◆ YOUR GOAL
Return every line of the stored entries that contains the string "span", with case counting.

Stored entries
::::::::

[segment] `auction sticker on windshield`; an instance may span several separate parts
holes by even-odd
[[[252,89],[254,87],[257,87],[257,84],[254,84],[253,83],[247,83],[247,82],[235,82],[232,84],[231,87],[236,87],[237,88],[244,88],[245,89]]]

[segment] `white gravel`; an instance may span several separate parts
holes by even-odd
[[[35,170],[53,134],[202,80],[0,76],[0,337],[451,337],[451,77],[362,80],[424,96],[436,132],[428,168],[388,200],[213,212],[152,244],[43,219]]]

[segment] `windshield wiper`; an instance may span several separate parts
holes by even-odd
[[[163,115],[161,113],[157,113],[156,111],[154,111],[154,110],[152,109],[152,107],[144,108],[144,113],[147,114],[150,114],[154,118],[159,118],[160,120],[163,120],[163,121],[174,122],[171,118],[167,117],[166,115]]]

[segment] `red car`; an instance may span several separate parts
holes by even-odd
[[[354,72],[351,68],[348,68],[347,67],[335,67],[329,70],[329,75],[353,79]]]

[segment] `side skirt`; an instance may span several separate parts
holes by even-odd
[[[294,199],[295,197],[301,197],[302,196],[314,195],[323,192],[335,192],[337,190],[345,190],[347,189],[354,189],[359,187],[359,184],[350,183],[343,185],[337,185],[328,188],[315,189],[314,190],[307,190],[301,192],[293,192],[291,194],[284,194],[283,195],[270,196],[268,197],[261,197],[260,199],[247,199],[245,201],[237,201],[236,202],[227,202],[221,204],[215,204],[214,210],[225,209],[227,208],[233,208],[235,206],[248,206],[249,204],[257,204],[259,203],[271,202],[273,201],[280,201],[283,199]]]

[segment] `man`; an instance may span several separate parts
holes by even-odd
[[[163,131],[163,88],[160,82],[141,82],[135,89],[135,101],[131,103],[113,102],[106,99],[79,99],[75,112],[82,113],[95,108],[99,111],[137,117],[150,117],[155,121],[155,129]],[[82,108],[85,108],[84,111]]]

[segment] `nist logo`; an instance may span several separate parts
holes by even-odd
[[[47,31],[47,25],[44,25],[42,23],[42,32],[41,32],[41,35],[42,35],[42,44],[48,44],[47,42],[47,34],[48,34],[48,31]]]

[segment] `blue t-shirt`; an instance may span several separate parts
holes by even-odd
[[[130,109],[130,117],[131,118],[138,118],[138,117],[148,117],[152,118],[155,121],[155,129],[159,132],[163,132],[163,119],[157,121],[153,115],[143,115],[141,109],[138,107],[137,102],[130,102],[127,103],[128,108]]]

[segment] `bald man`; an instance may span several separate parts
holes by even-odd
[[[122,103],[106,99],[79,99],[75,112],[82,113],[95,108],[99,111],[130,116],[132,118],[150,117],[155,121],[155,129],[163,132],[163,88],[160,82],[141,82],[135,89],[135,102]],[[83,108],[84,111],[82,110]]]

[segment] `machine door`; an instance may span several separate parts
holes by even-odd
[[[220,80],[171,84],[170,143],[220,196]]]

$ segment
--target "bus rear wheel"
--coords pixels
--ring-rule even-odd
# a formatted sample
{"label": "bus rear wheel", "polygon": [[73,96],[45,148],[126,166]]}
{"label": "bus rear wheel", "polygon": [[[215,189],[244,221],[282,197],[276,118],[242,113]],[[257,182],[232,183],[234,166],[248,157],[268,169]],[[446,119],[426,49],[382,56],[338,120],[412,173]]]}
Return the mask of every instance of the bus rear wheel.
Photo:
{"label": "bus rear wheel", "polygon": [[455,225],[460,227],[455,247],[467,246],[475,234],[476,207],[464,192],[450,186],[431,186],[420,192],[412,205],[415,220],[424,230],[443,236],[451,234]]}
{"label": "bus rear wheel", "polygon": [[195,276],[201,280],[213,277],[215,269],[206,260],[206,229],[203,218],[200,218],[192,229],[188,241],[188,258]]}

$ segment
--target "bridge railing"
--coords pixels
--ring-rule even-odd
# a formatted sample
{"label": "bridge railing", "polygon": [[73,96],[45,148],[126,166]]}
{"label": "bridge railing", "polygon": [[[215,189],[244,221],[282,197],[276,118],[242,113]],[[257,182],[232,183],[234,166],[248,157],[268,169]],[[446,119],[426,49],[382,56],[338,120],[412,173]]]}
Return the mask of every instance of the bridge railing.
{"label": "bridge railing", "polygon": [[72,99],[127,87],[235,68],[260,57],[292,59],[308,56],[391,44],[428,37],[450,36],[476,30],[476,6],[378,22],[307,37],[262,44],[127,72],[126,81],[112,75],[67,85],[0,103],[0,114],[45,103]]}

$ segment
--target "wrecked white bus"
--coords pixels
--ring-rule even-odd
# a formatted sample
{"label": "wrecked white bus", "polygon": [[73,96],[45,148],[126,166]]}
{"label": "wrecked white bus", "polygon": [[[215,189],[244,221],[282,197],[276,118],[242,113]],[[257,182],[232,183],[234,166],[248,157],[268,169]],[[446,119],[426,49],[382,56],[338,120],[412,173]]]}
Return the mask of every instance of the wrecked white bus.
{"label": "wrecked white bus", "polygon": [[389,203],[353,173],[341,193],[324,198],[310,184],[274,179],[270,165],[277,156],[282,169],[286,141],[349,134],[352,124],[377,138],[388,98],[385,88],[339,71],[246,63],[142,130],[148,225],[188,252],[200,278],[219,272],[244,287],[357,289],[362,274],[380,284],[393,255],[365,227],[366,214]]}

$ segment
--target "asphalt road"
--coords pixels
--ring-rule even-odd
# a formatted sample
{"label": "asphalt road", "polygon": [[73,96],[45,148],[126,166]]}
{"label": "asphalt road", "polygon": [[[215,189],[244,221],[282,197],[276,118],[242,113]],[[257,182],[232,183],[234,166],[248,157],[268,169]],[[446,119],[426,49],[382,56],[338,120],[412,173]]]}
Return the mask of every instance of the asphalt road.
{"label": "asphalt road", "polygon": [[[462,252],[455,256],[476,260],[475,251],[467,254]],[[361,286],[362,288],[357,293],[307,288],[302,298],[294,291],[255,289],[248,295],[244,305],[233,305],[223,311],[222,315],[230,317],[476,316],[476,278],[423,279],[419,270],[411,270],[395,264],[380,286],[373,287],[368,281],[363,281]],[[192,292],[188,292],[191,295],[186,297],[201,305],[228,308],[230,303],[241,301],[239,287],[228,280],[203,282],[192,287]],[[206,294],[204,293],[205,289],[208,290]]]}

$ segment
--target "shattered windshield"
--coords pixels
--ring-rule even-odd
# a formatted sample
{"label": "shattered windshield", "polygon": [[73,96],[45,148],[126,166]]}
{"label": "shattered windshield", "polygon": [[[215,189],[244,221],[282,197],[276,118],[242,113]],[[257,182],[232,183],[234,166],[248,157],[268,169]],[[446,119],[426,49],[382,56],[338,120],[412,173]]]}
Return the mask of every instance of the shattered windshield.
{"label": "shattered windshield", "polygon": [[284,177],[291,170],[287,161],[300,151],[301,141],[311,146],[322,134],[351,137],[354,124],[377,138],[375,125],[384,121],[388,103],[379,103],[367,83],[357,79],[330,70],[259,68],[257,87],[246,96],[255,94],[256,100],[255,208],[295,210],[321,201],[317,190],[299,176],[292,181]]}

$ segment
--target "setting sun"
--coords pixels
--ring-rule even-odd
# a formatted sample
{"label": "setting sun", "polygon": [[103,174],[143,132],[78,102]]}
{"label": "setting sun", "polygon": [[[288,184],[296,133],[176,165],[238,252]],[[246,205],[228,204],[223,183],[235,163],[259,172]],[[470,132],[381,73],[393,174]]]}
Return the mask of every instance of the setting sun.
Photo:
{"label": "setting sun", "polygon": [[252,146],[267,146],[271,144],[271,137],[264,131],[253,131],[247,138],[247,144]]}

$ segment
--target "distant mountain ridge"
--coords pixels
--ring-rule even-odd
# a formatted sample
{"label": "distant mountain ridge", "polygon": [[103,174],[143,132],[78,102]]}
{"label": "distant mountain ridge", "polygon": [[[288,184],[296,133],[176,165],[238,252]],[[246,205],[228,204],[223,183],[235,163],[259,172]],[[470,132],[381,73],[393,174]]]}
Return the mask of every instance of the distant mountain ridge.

::::::::

◆ SOLVED EXERCISE
[segment] `auction sticker on windshield`; an instance may span several separate parts
[segment] `white gravel`; an instance may span several separate parts
[segment] `windshield wiper`; an instance may span several separate parts
[segment] `red car`; an instance may span several separate parts
[segment] `side skirt`; an instance may span several separate parts
[segment] `man`; an instance may span several separate parts
[segment] `nist logo`; an instance may span several separate parts
[segment] `blue t-shirt`; an instance may span several separate parts
[segment] `bald man`; an instance may span several separate parts
[segment] `machine door`; an instance may span several separate parts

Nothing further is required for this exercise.